_Your goal:_
How many lines in the entries below contain the word "walking"? Reply with the number only.
[Dataset excerpts start]
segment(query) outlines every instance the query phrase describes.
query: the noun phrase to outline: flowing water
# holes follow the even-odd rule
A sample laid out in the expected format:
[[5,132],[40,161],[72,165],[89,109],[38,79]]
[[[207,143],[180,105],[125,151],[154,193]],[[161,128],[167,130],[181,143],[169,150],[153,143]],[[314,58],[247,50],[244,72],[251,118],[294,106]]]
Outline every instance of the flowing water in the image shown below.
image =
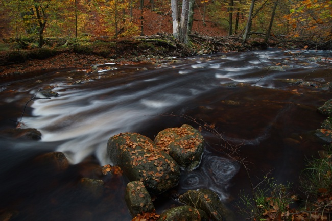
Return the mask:
[[[40,88],[54,87],[59,96],[34,99],[25,110],[20,127],[38,129],[41,140],[0,137],[0,214],[14,214],[14,220],[131,220],[124,200],[125,177],[104,180],[103,196],[98,197],[82,191],[79,180],[93,178],[94,169],[111,164],[106,149],[113,135],[137,132],[153,139],[167,128],[183,123],[198,127],[170,115],[213,125],[224,139],[241,144],[254,182],[272,169],[278,180],[297,186],[305,157],[321,149],[312,132],[326,119],[317,108],[332,98],[330,53],[229,53],[159,66],[108,64],[98,73],[41,71],[22,79],[1,80],[1,129],[16,126],[10,120],[19,121],[25,105],[36,94],[42,97],[37,93]],[[182,171],[171,193],[157,196],[157,212],[177,204],[172,193],[205,188],[217,192],[234,219],[241,220],[234,205],[240,190],[249,193],[245,171],[225,153],[220,139],[209,132],[202,134],[200,166]],[[55,151],[68,158],[66,171],[48,169],[36,160]]]

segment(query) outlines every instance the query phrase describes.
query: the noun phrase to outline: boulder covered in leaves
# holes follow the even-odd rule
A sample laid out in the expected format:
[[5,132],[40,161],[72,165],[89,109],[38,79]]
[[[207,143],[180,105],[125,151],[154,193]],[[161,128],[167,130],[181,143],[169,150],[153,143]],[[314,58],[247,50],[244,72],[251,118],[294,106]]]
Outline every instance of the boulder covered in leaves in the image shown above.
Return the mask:
[[151,194],[159,194],[176,186],[179,166],[151,139],[135,133],[113,136],[107,142],[107,154],[131,181],[143,182]]
[[201,209],[215,221],[222,220],[229,214],[218,195],[209,189],[189,190],[180,195],[179,200],[181,203]]
[[322,124],[321,128],[315,132],[315,136],[326,144],[332,143],[332,122],[330,119],[325,120]]
[[189,171],[199,165],[203,141],[198,131],[185,124],[179,128],[165,129],[155,138],[156,144],[168,153],[180,168]]
[[35,158],[34,162],[58,171],[64,171],[69,167],[68,159],[63,153],[59,151],[43,154]]
[[322,106],[317,108],[317,111],[324,115],[332,117],[332,99],[329,100]]
[[201,214],[197,209],[190,206],[182,206],[166,210],[157,221],[201,221],[207,220],[206,217],[206,214]]
[[151,198],[142,182],[132,181],[127,185],[125,200],[132,217],[155,210]]

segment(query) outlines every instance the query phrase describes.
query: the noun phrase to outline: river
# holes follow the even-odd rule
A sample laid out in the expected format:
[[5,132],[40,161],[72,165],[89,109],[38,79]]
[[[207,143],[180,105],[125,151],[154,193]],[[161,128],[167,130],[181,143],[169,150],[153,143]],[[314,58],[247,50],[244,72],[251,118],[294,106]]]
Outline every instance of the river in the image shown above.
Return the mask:
[[[317,107],[332,98],[330,53],[270,49],[158,66],[110,63],[91,73],[67,69],[0,79],[0,129],[16,127],[14,121],[40,89],[51,86],[59,94],[34,99],[25,110],[21,127],[38,129],[40,141],[0,137],[0,214],[14,214],[11,220],[130,220],[125,177],[110,178],[103,197],[97,198],[80,191],[79,181],[111,164],[106,149],[113,135],[136,132],[153,139],[163,129],[183,123],[198,128],[175,115],[213,125],[223,139],[241,144],[254,183],[271,170],[276,180],[293,182],[296,188],[306,158],[322,149],[312,132],[326,119]],[[171,192],[210,189],[234,213],[231,216],[241,220],[235,206],[240,191],[250,193],[245,171],[220,139],[202,133],[200,166],[182,171]],[[65,153],[68,169],[57,173],[38,166],[36,158],[51,151]],[[157,213],[177,205],[172,195],[157,196]]]

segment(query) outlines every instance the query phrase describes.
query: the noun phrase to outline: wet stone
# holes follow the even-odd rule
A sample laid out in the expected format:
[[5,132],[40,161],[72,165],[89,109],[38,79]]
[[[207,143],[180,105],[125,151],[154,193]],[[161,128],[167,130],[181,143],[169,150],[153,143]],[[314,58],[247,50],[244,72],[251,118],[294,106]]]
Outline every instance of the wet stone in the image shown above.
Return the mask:
[[135,133],[124,133],[108,140],[107,154],[130,181],[143,182],[151,194],[176,186],[180,179],[175,161],[151,139]]
[[209,189],[189,190],[180,195],[179,200],[181,203],[204,211],[214,221],[222,220],[223,217],[229,214],[218,194]]
[[324,115],[332,116],[332,99],[327,101],[322,106],[317,108],[317,111]]
[[151,198],[143,182],[132,181],[127,184],[125,200],[132,217],[152,212],[155,210]]
[[80,180],[80,185],[85,193],[98,198],[103,195],[104,181],[97,179],[83,177]]
[[59,96],[59,94],[56,92],[52,91],[50,89],[47,89],[43,90],[40,91],[40,94],[41,94],[45,97],[57,97]]
[[13,128],[0,131],[5,136],[29,140],[39,140],[41,133],[35,128]]
[[[204,217],[204,216],[203,216]],[[190,206],[182,206],[166,210],[157,221],[201,221],[202,219],[198,210]]]
[[187,124],[180,128],[167,128],[158,133],[157,145],[176,161],[181,169],[191,171],[201,161],[204,140],[199,132]]
[[329,119],[325,120],[321,128],[315,131],[315,136],[325,144],[332,143],[332,122]]

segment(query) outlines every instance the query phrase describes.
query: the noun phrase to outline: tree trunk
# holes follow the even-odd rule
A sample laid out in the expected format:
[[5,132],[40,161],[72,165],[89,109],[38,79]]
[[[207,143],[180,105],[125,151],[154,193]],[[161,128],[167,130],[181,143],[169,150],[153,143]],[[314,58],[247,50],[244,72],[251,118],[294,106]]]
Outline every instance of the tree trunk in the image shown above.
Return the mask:
[[144,6],[144,0],[139,0],[139,9],[143,10]]
[[116,0],[115,0],[114,1],[114,7],[115,7],[115,13],[114,15],[115,17],[115,38],[117,38],[117,34],[118,33],[118,29],[117,28],[117,17],[118,17],[118,12],[117,12],[117,2],[116,2]]
[[203,24],[206,26],[205,24],[205,9],[206,8],[206,3],[204,2],[204,9],[203,10]]
[[[37,19],[38,19],[38,22],[39,24],[39,30],[38,31],[39,42],[38,47],[39,48],[41,48],[43,44],[44,44],[43,33],[44,32],[45,26],[46,25],[46,22],[47,22],[47,16],[45,14],[44,9],[42,8],[41,12],[39,11],[39,7],[37,4],[35,4],[35,9],[36,9],[36,15],[37,15]],[[41,18],[40,12],[42,13],[43,18]]]
[[186,44],[189,43],[189,38],[188,37],[188,20],[189,19],[189,1],[183,0],[182,1],[182,10],[180,19],[179,40]]
[[75,0],[75,37],[77,37],[77,0]]
[[130,0],[130,21],[133,20],[133,0]]
[[143,3],[144,0],[140,0],[140,36],[144,35],[143,27]]
[[268,43],[269,40],[269,38],[270,37],[270,34],[271,33],[271,29],[272,28],[272,24],[273,24],[273,20],[274,20],[274,15],[275,14],[275,10],[277,9],[277,6],[278,5],[279,0],[277,0],[276,2],[274,3],[274,6],[273,6],[273,9],[272,10],[272,14],[271,15],[271,20],[270,20],[270,24],[269,25],[269,28],[268,29],[268,31],[266,32],[266,37],[264,40],[265,43]]
[[232,35],[233,34],[233,6],[234,5],[234,0],[230,0],[229,2],[229,26],[228,26],[228,36]]
[[195,6],[195,0],[189,0],[189,18],[188,19],[188,34],[192,33],[193,23],[194,22],[194,7]]
[[235,22],[235,34],[238,34],[238,29],[239,29],[239,19],[240,19],[240,8],[238,8],[238,12],[236,12],[236,19]]
[[179,39],[179,10],[178,8],[178,0],[171,1],[171,7],[172,8],[172,19],[173,24],[173,37],[177,39]]
[[249,14],[248,16],[248,21],[247,22],[247,26],[246,26],[246,31],[245,31],[244,35],[243,35],[243,43],[245,42],[249,35],[250,30],[251,29],[251,22],[252,21],[252,13],[254,10],[254,7],[255,6],[255,2],[256,0],[251,0],[251,4],[250,5],[250,9],[249,10]]

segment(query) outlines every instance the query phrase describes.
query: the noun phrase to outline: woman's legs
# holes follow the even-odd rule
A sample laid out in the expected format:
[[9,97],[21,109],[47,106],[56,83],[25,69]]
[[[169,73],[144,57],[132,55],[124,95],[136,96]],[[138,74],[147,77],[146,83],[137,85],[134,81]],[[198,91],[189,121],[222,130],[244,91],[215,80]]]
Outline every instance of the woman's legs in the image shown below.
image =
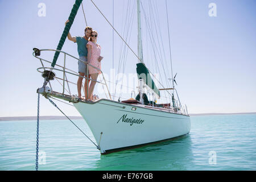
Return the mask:
[[93,73],[90,74],[92,78],[92,82],[90,82],[90,88],[89,88],[89,98],[92,100],[92,96],[93,93],[93,90],[94,89],[95,85],[96,84],[97,78],[98,78],[98,73]]
[[[79,75],[81,76],[84,76],[84,73],[79,73]],[[81,94],[81,89],[82,88],[82,81],[84,78],[79,77],[79,79],[77,80],[77,92],[78,92],[78,97],[80,98],[82,98]]]
[[[85,77],[86,76],[85,75]],[[89,75],[88,78],[90,78],[90,75]],[[84,82],[84,89],[85,89],[85,99],[88,99],[89,97],[87,97],[87,89],[88,89],[88,93],[89,93],[89,85],[90,85],[90,80],[88,80],[88,85],[87,85],[87,80],[85,79],[85,81]],[[89,94],[88,94],[89,95]]]

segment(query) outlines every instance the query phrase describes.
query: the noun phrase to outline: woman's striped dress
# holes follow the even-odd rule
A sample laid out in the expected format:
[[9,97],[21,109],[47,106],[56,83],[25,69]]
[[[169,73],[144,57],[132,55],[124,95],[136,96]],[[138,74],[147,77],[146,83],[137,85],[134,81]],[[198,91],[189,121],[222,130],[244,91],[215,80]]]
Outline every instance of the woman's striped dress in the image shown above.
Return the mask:
[[[91,41],[89,41],[87,43],[87,45],[92,46],[92,51],[91,51],[91,56],[90,59],[89,60],[89,64],[90,65],[101,69],[101,62],[98,61],[98,59],[100,56],[101,55],[101,47],[98,44],[96,44]],[[88,65],[89,67],[89,73],[93,74],[93,73],[99,73],[101,72],[94,68]]]

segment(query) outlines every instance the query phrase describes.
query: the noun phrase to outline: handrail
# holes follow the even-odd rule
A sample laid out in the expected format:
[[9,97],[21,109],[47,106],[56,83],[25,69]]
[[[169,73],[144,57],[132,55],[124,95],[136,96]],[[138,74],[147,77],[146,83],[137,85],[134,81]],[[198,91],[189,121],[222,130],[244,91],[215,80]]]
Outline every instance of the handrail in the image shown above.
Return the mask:
[[[42,66],[43,66],[42,67],[40,67],[40,68],[39,68],[37,69],[37,71],[38,71],[39,72],[42,73],[42,72],[40,71],[40,69],[43,69],[44,70],[45,70],[46,69],[51,69],[51,70],[56,70],[56,71],[61,71],[61,72],[63,72],[63,78],[59,78],[59,77],[56,77],[55,76],[55,77],[56,77],[56,78],[58,78],[58,79],[60,79],[60,80],[63,80],[63,85],[62,85],[63,87],[63,93],[62,93],[63,94],[64,94],[64,90],[65,90],[65,81],[67,81],[67,85],[68,85],[68,88],[69,88],[69,94],[71,94],[71,93],[70,93],[70,89],[69,89],[69,85],[68,85],[68,83],[69,83],[69,82],[69,82],[69,81],[68,80],[68,79],[67,79],[67,75],[66,75],[66,74],[65,74],[65,73],[69,73],[69,74],[71,74],[71,75],[75,75],[75,76],[79,76],[79,77],[80,77],[84,78],[85,79],[85,81],[87,81],[88,84],[88,82],[89,82],[89,80],[91,80],[91,81],[96,81],[96,82],[101,84],[102,84],[102,85],[106,85],[106,88],[107,88],[107,90],[108,90],[108,93],[109,93],[109,97],[110,97],[110,100],[112,100],[112,97],[111,97],[110,93],[110,92],[109,92],[109,88],[108,88],[108,85],[107,85],[106,82],[106,80],[105,79],[105,77],[104,77],[103,72],[102,72],[102,71],[100,69],[99,69],[99,68],[97,68],[97,67],[95,67],[94,66],[93,66],[93,65],[90,64],[88,61],[83,61],[83,60],[80,60],[80,59],[78,59],[78,58],[77,58],[77,57],[75,57],[75,56],[72,56],[72,55],[70,55],[70,54],[67,53],[67,52],[65,52],[63,51],[56,50],[56,49],[44,49],[39,50],[39,51],[40,51],[40,52],[42,52],[42,51],[55,51],[55,52],[56,52],[56,51],[57,51],[57,52],[59,52],[60,53],[63,53],[64,54],[64,67],[63,67],[63,66],[61,66],[61,65],[58,65],[58,64],[55,64],[56,66],[57,66],[57,67],[60,67],[61,68],[63,69],[57,69],[57,68],[53,68],[53,67],[51,67],[51,68],[50,68],[50,67],[44,67],[44,65],[43,64],[42,61],[46,61],[46,62],[48,63],[49,63],[49,64],[52,64],[52,62],[51,62],[51,61],[48,61],[48,60],[45,60],[45,59],[43,59],[43,58],[39,57],[39,56],[36,56],[36,55],[35,55],[35,51],[34,51],[33,52],[33,53],[32,53],[33,56],[34,56],[35,57],[37,58],[37,59],[39,59],[39,60],[40,60],[41,63],[42,63]],[[79,61],[81,61],[81,62],[84,63],[84,64],[86,64],[87,65],[89,65],[89,66],[92,67],[92,68],[94,68],[96,69],[97,70],[99,71],[102,74],[102,77],[103,77],[103,79],[104,79],[104,80],[105,83],[103,83],[103,82],[101,82],[97,81],[97,80],[94,80],[89,78],[87,77],[81,76],[78,75],[77,72],[75,72],[75,71],[72,70],[72,69],[67,68],[66,68],[66,56],[67,56],[67,55],[68,55],[68,56],[70,56],[70,57],[72,57],[72,58],[73,58],[73,59],[76,59],[76,60],[78,60]],[[71,73],[71,72],[73,72],[73,73]],[[88,71],[88,67],[86,67],[86,72],[87,72],[87,76],[88,76],[88,72],[89,72],[89,71]],[[51,86],[51,88],[52,89],[51,85],[50,85],[50,86]],[[87,86],[87,88],[86,88],[86,93],[87,93],[87,94],[86,94],[86,95],[87,95],[87,98],[86,98],[86,99],[87,99],[88,97],[88,86]]]

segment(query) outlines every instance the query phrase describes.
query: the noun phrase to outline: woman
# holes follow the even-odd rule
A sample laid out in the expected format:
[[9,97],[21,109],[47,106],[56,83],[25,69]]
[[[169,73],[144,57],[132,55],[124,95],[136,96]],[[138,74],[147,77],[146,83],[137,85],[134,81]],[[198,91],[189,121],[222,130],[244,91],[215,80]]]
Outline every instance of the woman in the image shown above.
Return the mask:
[[[90,65],[101,69],[101,61],[103,59],[103,57],[100,56],[101,47],[100,45],[97,44],[97,36],[98,33],[95,30],[93,30],[86,46],[88,50],[88,58]],[[94,89],[95,84],[96,84],[96,81],[97,81],[98,76],[101,73],[101,72],[89,65],[88,67],[89,74],[90,75],[92,78],[92,82],[89,88],[88,98],[92,100],[93,90]]]

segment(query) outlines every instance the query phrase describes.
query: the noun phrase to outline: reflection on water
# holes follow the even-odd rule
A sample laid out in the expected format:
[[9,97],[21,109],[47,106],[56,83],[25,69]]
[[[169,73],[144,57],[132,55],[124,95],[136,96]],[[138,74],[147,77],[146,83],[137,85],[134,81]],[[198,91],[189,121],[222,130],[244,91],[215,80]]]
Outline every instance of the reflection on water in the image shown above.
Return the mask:
[[186,170],[193,159],[189,134],[137,148],[101,155],[96,169],[105,170]]

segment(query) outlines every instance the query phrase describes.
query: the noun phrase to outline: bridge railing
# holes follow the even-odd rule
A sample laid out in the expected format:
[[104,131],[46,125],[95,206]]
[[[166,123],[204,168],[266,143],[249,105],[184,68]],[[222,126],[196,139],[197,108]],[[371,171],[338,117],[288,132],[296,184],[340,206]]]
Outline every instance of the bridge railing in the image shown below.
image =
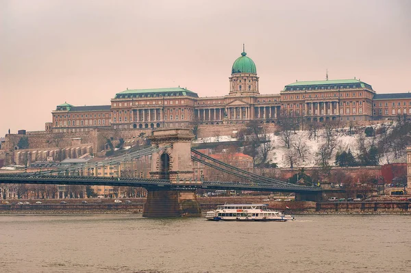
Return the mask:
[[[205,155],[198,151],[192,148],[191,152],[195,154],[194,156],[192,156],[191,158],[192,160],[200,162],[207,166],[212,168],[214,169],[222,171],[223,172],[229,173],[230,174],[234,175],[238,178],[245,179],[249,181],[251,183],[253,183],[256,185],[275,185],[278,187],[287,188],[287,187],[297,187],[299,189],[307,189],[312,190],[313,187],[316,188],[315,186],[303,186],[295,185],[284,181],[282,181],[277,179],[273,179],[268,177],[265,177],[261,175],[256,174],[252,172],[247,172],[239,168],[234,167],[232,165],[229,165],[227,163],[221,161],[217,160],[209,155]],[[203,160],[201,159],[203,157],[206,160]],[[209,161],[208,161],[208,160]],[[227,182],[229,183],[229,182]],[[238,183],[238,182],[234,182]]]

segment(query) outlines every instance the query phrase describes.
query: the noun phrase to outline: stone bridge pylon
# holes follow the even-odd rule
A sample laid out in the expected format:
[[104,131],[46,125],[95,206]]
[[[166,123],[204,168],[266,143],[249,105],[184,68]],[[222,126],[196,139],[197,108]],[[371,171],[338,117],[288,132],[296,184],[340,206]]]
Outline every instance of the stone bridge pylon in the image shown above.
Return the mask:
[[[151,157],[154,179],[169,179],[175,187],[171,190],[158,187],[147,188],[147,200],[142,216],[145,217],[200,216],[195,189],[189,184],[193,179],[191,141],[194,135],[188,129],[160,129],[153,131],[149,138],[153,145],[169,146]],[[201,183],[200,181],[196,183]],[[185,187],[186,185],[187,187]],[[181,187],[178,187],[181,185]]]

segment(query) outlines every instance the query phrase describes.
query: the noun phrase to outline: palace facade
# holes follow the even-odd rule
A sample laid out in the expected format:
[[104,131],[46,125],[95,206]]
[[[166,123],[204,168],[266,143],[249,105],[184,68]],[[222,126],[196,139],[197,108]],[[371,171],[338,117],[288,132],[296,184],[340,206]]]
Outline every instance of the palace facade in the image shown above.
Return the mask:
[[411,116],[411,94],[376,94],[359,79],[296,81],[279,94],[260,94],[254,62],[241,53],[233,64],[227,95],[199,97],[183,88],[126,90],[110,105],[58,105],[46,131],[88,131],[95,128],[151,129],[186,127],[194,123],[222,125],[281,116],[307,121],[361,121]]

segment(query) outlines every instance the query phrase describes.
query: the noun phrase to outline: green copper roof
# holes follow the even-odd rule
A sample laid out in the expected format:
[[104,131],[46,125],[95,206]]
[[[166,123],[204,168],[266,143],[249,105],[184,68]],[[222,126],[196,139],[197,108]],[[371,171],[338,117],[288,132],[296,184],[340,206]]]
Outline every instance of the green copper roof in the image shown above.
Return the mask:
[[233,64],[232,74],[234,73],[257,74],[256,64],[254,64],[254,62],[251,58],[247,57],[245,52],[243,51],[241,53],[241,57],[236,60],[236,62]]
[[197,93],[182,88],[152,88],[152,89],[127,89],[116,94],[114,99],[141,98],[156,96],[189,96],[198,98]]
[[323,84],[347,84],[347,83],[361,83],[362,81],[358,79],[330,79],[328,81],[296,81],[288,84],[286,86],[318,86]]
[[306,90],[306,88],[329,88],[333,89],[334,88],[345,89],[345,88],[368,88],[370,90],[373,90],[371,86],[368,83],[364,83],[364,81],[359,81],[356,79],[330,79],[328,81],[296,81],[292,83],[290,83],[286,85],[284,87],[283,91],[295,91],[295,90]]
[[57,111],[70,111],[72,107],[72,105],[64,102],[64,103],[60,104],[60,105],[57,105],[55,109]]
[[72,107],[73,105],[71,104],[68,104],[67,103],[64,103],[63,104],[60,104],[60,105],[57,105],[57,106],[68,106],[68,107]]

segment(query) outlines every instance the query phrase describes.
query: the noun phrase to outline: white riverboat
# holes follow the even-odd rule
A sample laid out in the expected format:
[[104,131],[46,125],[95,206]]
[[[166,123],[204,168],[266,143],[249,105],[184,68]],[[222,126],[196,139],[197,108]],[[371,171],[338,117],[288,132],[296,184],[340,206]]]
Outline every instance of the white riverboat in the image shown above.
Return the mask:
[[269,209],[267,204],[225,204],[215,211],[207,211],[211,221],[274,221],[294,220],[290,215]]

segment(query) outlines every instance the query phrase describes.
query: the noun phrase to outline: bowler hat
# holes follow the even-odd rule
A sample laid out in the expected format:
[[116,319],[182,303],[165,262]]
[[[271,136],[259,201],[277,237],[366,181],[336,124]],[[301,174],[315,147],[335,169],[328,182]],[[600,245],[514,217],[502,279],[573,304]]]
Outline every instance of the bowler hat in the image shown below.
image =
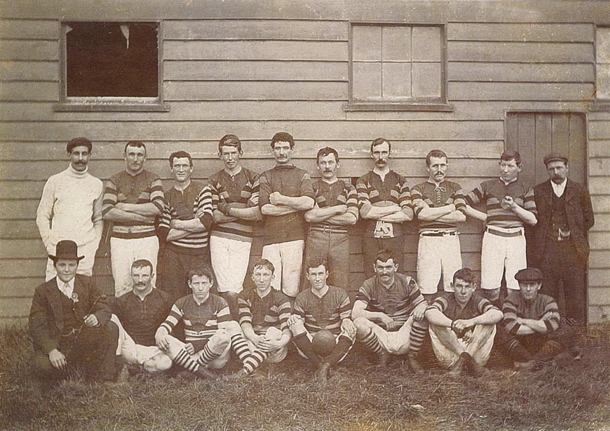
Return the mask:
[[565,157],[561,154],[558,154],[557,153],[552,153],[551,154],[547,154],[544,159],[542,159],[544,162],[544,165],[547,166],[551,162],[563,162],[564,163],[567,163],[568,158]]
[[55,246],[55,255],[49,255],[49,258],[54,262],[59,259],[66,260],[80,260],[84,256],[78,255],[78,246],[71,240],[62,240]]
[[537,268],[526,268],[517,271],[515,274],[515,280],[518,282],[541,282],[542,272]]

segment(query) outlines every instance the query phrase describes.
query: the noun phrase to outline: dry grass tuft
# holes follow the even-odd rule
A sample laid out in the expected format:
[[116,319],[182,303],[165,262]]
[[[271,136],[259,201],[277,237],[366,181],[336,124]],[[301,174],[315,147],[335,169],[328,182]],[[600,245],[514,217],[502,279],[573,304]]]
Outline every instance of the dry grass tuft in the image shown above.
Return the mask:
[[[132,377],[100,386],[72,376],[41,394],[29,376],[23,327],[0,330],[0,429],[192,431],[408,431],[610,429],[610,327],[582,334],[580,361],[515,372],[496,358],[479,379],[448,379],[430,352],[413,376],[400,358],[386,370],[354,347],[326,385],[293,352],[239,382]],[[234,362],[223,374],[235,371]]]

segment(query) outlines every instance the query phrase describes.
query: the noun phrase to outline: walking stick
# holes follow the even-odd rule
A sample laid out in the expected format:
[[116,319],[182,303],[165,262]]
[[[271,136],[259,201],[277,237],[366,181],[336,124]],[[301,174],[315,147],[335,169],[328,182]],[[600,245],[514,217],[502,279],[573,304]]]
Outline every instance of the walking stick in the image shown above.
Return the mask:
[[[100,295],[99,296],[98,296],[98,299],[93,301],[93,304],[91,306],[91,308],[89,308],[89,311],[87,312],[87,315],[85,315],[85,318],[86,318],[87,316],[90,315],[93,312],[93,308],[95,308],[95,306],[98,304],[98,302],[100,299],[106,299],[106,295]],[[70,355],[70,354],[72,353],[72,351],[74,350],[74,346],[76,344],[76,341],[78,340],[78,337],[81,335],[81,332],[82,330],[82,329],[84,326],[85,326],[85,322],[83,321],[83,322],[81,324],[81,326],[79,327],[78,329],[73,330],[76,335],[74,337],[74,340],[72,340],[72,343],[70,345],[70,348],[68,349],[68,352],[65,355],[66,362],[68,360],[68,357]]]

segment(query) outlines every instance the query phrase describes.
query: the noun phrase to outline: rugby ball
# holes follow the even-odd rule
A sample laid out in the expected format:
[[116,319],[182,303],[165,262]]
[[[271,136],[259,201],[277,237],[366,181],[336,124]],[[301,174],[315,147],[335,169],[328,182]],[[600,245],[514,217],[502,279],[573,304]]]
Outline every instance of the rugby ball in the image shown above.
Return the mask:
[[337,345],[335,336],[326,329],[316,332],[311,340],[311,347],[320,356],[328,356]]

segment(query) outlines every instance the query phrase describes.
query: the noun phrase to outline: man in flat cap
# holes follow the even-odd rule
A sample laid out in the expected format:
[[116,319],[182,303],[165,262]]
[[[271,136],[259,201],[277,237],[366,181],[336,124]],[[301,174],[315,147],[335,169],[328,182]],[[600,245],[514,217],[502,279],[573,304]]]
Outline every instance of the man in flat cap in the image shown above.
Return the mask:
[[544,164],[550,178],[534,188],[538,209],[534,263],[542,268],[542,291],[554,298],[561,315],[584,324],[589,230],[594,223],[591,198],[584,185],[567,177],[567,158],[549,154]]
[[539,293],[542,272],[526,268],[515,274],[519,291],[502,305],[504,318],[498,325],[496,344],[517,368],[531,369],[565,351],[577,352],[570,327],[559,321],[555,301]]
[[106,296],[90,277],[77,274],[76,243],[57,243],[49,255],[57,275],[36,288],[30,310],[34,371],[47,383],[65,375],[76,363],[91,380],[115,380],[118,327],[110,322]]

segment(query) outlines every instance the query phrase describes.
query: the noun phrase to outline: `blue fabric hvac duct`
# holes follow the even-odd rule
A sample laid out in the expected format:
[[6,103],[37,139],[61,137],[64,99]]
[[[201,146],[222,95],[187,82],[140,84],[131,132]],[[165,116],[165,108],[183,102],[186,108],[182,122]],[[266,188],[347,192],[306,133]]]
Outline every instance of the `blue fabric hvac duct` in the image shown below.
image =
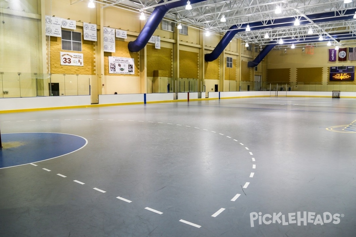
[Dataset excerpts end]
_Task solution:_
2